## To be done
Extract each line of the records below that contains the string "face". The match is case-sensitive.

── Given entries

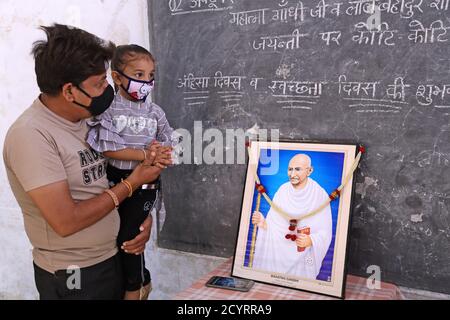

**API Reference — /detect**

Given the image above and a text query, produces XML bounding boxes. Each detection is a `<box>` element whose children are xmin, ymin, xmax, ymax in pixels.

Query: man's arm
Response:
<box><xmin>103</xmin><ymin>148</ymin><xmax>145</xmax><ymax>161</ymax></box>
<box><xmin>28</xmin><ymin>166</ymin><xmax>161</xmax><ymax>237</ymax></box>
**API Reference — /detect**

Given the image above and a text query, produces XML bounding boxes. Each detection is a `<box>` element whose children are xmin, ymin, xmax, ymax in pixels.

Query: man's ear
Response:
<box><xmin>61</xmin><ymin>83</ymin><xmax>75</xmax><ymax>102</ymax></box>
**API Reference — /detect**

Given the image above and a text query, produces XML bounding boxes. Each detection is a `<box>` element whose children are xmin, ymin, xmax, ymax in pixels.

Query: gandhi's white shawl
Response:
<box><xmin>253</xmin><ymin>178</ymin><xmax>332</xmax><ymax>279</ymax></box>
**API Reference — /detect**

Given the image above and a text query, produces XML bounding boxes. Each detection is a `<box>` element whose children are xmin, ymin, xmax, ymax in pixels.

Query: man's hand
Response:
<box><xmin>121</xmin><ymin>215</ymin><xmax>153</xmax><ymax>255</ymax></box>
<box><xmin>295</xmin><ymin>234</ymin><xmax>312</xmax><ymax>248</ymax></box>
<box><xmin>252</xmin><ymin>211</ymin><xmax>267</xmax><ymax>229</ymax></box>
<box><xmin>143</xmin><ymin>141</ymin><xmax>172</xmax><ymax>169</ymax></box>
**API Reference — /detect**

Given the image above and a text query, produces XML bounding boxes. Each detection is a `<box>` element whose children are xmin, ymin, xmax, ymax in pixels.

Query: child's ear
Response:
<box><xmin>111</xmin><ymin>71</ymin><xmax>122</xmax><ymax>86</ymax></box>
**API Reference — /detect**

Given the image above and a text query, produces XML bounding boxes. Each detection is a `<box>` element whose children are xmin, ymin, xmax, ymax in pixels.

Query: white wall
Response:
<box><xmin>0</xmin><ymin>0</ymin><xmax>149</xmax><ymax>299</ymax></box>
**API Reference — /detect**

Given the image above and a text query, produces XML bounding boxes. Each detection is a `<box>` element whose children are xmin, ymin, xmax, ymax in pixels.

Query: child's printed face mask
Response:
<box><xmin>117</xmin><ymin>70</ymin><xmax>155</xmax><ymax>101</ymax></box>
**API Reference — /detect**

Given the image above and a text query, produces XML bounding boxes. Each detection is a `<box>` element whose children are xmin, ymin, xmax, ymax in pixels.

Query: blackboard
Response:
<box><xmin>149</xmin><ymin>0</ymin><xmax>450</xmax><ymax>293</ymax></box>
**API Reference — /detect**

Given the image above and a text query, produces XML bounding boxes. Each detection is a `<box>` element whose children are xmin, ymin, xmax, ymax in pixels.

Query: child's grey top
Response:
<box><xmin>87</xmin><ymin>93</ymin><xmax>173</xmax><ymax>170</ymax></box>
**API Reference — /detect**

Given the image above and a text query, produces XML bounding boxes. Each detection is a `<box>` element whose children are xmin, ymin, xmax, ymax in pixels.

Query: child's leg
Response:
<box><xmin>117</xmin><ymin>189</ymin><xmax>156</xmax><ymax>299</ymax></box>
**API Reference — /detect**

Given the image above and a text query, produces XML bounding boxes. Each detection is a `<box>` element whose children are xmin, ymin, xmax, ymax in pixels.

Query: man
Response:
<box><xmin>252</xmin><ymin>154</ymin><xmax>332</xmax><ymax>279</ymax></box>
<box><xmin>3</xmin><ymin>24</ymin><xmax>170</xmax><ymax>299</ymax></box>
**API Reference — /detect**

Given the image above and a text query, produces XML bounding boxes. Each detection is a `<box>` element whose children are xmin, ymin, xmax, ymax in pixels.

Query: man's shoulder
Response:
<box><xmin>277</xmin><ymin>181</ymin><xmax>291</xmax><ymax>193</ymax></box>
<box><xmin>308</xmin><ymin>178</ymin><xmax>328</xmax><ymax>197</ymax></box>
<box><xmin>5</xmin><ymin>103</ymin><xmax>43</xmax><ymax>141</ymax></box>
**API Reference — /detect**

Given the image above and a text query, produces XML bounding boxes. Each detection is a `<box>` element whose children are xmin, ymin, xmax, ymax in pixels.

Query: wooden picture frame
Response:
<box><xmin>232</xmin><ymin>141</ymin><xmax>358</xmax><ymax>298</ymax></box>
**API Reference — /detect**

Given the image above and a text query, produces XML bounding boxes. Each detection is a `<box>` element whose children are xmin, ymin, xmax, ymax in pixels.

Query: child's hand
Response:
<box><xmin>143</xmin><ymin>141</ymin><xmax>172</xmax><ymax>169</ymax></box>
<box><xmin>154</xmin><ymin>147</ymin><xmax>173</xmax><ymax>169</ymax></box>
<box><xmin>142</xmin><ymin>141</ymin><xmax>161</xmax><ymax>167</ymax></box>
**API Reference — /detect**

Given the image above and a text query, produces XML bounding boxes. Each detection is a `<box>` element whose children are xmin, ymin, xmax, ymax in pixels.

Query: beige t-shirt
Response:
<box><xmin>3</xmin><ymin>99</ymin><xmax>120</xmax><ymax>273</ymax></box>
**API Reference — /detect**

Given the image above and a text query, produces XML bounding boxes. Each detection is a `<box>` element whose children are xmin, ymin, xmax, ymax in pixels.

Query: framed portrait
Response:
<box><xmin>232</xmin><ymin>141</ymin><xmax>360</xmax><ymax>298</ymax></box>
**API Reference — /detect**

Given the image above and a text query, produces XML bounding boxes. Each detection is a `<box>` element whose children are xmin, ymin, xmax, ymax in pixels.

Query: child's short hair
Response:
<box><xmin>32</xmin><ymin>24</ymin><xmax>115</xmax><ymax>95</ymax></box>
<box><xmin>111</xmin><ymin>44</ymin><xmax>155</xmax><ymax>71</ymax></box>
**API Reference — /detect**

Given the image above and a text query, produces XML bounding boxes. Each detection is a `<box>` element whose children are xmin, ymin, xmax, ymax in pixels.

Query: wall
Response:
<box><xmin>0</xmin><ymin>0</ymin><xmax>149</xmax><ymax>299</ymax></box>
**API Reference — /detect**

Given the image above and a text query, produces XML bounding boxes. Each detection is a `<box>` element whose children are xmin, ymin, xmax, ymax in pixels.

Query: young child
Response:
<box><xmin>87</xmin><ymin>45</ymin><xmax>173</xmax><ymax>300</ymax></box>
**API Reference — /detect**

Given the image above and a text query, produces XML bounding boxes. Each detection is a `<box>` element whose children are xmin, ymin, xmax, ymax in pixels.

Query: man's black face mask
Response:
<box><xmin>73</xmin><ymin>85</ymin><xmax>114</xmax><ymax>116</ymax></box>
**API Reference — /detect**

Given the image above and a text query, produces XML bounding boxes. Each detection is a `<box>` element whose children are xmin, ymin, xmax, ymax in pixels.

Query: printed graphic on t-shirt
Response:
<box><xmin>78</xmin><ymin>149</ymin><xmax>106</xmax><ymax>185</ymax></box>
<box><xmin>112</xmin><ymin>114</ymin><xmax>158</xmax><ymax>136</ymax></box>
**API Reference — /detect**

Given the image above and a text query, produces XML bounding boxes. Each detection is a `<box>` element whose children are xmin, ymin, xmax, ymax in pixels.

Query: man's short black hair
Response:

────

## Solution
Query: child's printed face mask
Query: man's black face mask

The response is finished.